Your goal: Edit the data below from the line that contains "of the sleeve" through the end of the data by replacing "stone masonry" with "brick masonry", and reproduce those lines with nothing else altered.

** begin Records for this exercise **

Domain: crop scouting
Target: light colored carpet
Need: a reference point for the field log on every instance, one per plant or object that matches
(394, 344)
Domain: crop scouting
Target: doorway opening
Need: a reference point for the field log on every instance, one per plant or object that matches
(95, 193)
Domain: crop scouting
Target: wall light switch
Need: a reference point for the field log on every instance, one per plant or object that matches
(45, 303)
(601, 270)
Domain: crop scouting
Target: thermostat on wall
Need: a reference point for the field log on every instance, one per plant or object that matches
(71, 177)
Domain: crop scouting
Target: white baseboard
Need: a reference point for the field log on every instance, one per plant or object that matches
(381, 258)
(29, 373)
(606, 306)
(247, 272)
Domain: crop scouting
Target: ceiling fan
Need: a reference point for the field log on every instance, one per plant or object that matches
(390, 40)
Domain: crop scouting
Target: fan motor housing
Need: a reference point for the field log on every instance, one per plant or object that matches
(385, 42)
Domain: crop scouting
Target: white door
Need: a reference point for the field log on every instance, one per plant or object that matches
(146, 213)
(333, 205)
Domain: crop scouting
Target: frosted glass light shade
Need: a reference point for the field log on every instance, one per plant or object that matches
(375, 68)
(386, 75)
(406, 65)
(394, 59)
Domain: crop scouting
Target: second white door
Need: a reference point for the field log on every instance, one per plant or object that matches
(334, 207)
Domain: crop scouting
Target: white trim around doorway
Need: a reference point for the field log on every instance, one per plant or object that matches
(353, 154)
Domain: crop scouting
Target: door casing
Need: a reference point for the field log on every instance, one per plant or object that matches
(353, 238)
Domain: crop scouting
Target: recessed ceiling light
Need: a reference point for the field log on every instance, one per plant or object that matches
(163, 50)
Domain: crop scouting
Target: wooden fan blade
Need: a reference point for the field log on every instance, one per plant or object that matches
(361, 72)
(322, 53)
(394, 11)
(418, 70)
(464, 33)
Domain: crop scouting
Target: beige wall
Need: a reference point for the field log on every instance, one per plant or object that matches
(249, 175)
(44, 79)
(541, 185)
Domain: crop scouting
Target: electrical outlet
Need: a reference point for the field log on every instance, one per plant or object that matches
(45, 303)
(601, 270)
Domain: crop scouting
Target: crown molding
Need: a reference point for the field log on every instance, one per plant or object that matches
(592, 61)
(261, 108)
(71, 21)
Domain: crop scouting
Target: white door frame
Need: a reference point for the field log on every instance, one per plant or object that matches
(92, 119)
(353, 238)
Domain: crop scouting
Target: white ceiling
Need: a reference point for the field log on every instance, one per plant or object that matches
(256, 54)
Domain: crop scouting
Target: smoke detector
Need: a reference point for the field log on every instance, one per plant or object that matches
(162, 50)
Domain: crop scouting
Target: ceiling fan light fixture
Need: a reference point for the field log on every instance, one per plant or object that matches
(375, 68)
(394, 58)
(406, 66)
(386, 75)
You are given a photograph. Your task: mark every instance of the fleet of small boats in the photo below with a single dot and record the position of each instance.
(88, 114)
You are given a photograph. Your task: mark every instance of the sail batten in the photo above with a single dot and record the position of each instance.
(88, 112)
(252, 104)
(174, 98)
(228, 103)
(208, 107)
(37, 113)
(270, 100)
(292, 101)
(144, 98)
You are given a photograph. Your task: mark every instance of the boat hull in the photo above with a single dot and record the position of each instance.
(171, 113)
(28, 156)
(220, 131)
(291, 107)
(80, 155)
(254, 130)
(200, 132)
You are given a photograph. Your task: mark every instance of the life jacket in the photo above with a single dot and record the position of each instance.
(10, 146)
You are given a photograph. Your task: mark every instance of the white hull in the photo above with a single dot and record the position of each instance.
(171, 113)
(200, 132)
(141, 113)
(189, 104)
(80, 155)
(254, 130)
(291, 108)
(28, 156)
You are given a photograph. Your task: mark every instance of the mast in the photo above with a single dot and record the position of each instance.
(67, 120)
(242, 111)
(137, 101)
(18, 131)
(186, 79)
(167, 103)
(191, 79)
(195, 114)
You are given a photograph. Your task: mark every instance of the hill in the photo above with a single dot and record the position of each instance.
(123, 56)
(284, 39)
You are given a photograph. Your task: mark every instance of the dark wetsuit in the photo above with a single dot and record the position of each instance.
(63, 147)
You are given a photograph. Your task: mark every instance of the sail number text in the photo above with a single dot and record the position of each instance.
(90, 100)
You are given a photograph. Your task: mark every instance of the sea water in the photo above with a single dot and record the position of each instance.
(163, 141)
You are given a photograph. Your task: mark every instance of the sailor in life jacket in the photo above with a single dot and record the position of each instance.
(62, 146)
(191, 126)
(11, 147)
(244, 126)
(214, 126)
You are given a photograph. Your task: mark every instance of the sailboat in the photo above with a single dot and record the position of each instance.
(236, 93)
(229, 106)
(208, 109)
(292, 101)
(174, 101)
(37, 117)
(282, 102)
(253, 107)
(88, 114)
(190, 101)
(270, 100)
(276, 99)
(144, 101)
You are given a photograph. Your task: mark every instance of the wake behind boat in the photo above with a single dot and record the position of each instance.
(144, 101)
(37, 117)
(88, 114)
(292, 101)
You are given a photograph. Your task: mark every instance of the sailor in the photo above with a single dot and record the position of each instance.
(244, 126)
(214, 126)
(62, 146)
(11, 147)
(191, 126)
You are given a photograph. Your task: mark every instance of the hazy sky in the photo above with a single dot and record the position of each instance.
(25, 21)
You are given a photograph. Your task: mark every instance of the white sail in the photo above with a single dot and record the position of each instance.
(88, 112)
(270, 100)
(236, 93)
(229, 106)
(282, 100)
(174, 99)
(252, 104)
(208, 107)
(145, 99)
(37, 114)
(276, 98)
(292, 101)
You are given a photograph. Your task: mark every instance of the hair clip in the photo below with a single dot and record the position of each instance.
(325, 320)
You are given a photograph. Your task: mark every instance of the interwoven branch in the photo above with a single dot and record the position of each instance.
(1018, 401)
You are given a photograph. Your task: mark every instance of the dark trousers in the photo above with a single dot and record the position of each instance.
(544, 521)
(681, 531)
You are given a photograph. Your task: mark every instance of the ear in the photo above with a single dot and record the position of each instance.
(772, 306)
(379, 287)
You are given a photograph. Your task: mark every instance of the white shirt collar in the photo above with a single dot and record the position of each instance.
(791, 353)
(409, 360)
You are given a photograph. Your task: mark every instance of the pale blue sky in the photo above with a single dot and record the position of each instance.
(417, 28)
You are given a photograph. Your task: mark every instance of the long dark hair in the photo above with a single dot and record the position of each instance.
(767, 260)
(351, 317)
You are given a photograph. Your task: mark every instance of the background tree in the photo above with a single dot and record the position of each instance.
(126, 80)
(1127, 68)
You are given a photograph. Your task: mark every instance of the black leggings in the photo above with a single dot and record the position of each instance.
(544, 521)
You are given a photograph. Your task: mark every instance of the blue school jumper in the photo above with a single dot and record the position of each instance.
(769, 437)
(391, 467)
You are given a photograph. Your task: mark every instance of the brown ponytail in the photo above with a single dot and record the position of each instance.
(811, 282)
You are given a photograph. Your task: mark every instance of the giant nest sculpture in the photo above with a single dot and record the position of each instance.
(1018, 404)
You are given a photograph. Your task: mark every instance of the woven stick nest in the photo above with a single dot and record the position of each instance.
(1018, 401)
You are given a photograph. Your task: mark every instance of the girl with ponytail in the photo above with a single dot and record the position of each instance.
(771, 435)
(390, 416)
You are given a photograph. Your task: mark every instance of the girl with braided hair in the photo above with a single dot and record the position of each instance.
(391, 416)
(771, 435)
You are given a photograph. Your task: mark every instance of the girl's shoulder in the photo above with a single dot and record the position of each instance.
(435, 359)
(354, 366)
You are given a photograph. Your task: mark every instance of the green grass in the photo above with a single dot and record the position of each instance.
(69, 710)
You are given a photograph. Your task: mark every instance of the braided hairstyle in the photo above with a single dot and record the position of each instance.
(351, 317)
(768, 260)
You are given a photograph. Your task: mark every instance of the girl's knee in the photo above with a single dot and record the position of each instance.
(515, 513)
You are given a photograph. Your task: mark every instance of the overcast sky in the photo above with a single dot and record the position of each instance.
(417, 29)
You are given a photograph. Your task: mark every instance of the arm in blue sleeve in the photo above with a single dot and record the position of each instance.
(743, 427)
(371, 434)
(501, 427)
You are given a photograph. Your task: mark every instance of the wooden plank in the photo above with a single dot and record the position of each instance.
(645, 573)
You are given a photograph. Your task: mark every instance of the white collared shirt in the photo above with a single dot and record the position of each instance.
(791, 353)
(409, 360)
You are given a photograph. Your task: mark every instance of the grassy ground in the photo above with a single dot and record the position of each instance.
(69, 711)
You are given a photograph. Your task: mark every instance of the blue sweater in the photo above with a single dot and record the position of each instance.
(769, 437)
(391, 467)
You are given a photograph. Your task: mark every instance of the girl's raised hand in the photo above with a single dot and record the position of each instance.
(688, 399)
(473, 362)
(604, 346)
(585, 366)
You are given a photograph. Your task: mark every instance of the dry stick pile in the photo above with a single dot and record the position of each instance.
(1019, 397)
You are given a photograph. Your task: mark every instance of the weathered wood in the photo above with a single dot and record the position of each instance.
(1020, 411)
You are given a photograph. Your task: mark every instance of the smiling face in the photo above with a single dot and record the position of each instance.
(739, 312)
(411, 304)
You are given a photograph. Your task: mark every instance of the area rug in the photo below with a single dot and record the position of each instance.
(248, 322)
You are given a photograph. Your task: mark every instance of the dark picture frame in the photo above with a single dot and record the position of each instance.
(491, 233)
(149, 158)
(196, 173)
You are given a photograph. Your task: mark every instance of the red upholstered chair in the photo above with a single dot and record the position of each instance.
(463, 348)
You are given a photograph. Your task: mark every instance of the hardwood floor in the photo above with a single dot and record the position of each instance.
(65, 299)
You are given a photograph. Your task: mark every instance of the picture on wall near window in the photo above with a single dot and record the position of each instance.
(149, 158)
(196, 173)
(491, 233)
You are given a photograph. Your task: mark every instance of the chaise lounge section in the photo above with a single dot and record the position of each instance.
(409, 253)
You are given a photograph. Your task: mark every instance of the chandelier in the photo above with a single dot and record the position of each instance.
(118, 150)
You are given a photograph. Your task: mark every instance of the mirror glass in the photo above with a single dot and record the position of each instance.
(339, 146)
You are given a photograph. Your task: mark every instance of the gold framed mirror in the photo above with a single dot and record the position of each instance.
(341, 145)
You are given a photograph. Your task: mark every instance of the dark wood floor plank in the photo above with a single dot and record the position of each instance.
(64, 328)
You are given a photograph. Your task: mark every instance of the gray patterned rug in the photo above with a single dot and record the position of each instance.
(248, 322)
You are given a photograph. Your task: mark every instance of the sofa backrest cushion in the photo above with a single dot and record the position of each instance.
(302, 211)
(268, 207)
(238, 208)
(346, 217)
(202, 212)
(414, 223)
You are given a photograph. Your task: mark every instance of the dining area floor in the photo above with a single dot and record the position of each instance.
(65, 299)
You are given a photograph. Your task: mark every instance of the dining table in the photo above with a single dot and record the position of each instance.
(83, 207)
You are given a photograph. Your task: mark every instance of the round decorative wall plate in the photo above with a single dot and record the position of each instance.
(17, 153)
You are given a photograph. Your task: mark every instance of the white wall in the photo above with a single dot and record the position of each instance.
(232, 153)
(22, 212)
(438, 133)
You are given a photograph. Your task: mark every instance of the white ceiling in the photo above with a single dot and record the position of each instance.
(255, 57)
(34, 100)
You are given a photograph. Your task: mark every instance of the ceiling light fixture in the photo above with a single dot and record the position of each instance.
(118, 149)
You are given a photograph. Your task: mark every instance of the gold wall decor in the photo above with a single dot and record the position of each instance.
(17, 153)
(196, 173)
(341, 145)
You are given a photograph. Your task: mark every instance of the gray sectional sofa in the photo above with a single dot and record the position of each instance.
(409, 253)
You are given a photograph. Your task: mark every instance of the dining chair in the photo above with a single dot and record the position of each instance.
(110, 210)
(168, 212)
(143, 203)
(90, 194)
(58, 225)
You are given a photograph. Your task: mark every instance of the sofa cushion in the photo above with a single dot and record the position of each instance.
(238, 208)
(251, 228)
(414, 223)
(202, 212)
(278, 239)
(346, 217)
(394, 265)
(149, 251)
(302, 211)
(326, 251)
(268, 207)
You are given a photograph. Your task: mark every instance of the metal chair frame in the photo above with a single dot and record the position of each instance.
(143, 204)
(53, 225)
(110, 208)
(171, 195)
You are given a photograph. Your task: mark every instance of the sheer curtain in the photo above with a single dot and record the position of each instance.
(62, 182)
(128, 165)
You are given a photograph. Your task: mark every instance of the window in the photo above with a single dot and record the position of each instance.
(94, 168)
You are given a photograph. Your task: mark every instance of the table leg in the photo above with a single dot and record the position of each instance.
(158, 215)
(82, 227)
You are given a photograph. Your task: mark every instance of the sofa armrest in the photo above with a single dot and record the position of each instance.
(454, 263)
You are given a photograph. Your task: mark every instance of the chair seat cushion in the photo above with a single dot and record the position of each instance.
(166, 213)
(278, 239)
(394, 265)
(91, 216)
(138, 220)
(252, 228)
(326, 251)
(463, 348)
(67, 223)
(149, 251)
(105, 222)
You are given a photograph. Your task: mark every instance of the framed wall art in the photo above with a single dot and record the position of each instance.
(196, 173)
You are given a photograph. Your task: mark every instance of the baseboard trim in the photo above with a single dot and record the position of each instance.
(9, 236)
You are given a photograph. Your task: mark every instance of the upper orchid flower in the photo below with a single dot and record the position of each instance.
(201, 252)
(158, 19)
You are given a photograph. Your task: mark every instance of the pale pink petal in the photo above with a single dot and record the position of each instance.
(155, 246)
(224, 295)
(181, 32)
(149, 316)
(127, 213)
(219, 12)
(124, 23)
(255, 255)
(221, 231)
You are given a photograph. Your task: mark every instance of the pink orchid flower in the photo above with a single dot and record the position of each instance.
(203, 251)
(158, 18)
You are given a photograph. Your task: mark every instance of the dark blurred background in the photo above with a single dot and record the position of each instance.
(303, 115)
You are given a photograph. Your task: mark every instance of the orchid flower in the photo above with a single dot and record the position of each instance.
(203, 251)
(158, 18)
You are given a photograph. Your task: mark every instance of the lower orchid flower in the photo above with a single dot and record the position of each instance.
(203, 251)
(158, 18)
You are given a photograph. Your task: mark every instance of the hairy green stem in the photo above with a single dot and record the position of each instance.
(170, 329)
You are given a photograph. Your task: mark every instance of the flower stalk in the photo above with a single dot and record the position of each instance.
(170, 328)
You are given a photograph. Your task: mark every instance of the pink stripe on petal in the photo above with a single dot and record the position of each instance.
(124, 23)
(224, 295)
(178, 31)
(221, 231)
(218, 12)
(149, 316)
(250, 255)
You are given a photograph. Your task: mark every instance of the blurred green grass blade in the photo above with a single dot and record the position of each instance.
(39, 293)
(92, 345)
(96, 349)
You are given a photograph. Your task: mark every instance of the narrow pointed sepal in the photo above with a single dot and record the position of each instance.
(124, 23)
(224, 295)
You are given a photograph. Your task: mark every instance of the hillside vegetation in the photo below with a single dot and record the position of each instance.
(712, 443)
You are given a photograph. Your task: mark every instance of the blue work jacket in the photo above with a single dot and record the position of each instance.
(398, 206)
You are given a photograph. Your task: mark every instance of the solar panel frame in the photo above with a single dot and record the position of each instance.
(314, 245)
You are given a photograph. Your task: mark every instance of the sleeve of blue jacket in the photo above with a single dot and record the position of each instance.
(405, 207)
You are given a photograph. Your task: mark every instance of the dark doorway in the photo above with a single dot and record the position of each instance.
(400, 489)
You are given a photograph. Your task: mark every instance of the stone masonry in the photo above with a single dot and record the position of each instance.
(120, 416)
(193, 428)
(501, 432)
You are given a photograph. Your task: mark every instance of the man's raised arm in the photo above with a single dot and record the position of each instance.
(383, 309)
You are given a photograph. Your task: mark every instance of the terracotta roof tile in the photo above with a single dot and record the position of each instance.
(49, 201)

** end Records for this exercise **

Answer for the task:
You are given a photograph. Your task: mark every instance of the sleeve of blue jacket in the photo above with a single dot and record the position of each instance.
(405, 207)
You are given a photograph. Your task: mark every instance of the dark doorway in the photo above with a single dot and record the position of each instance.
(400, 489)
You are given a photograph. Your task: mark every instance of the brick masonry in the photo above with a single dot and record the position of each instance.
(120, 416)
(193, 428)
(501, 432)
You are given a photograph. Your task: mark every instance of the man's raised arm in the photo above with a single dot and record the position of each instance.
(383, 309)
You are given a photograph. Your task: mark every instance of the terracotta roof tile in the photo above with a single dot and record the position of each instance.
(49, 201)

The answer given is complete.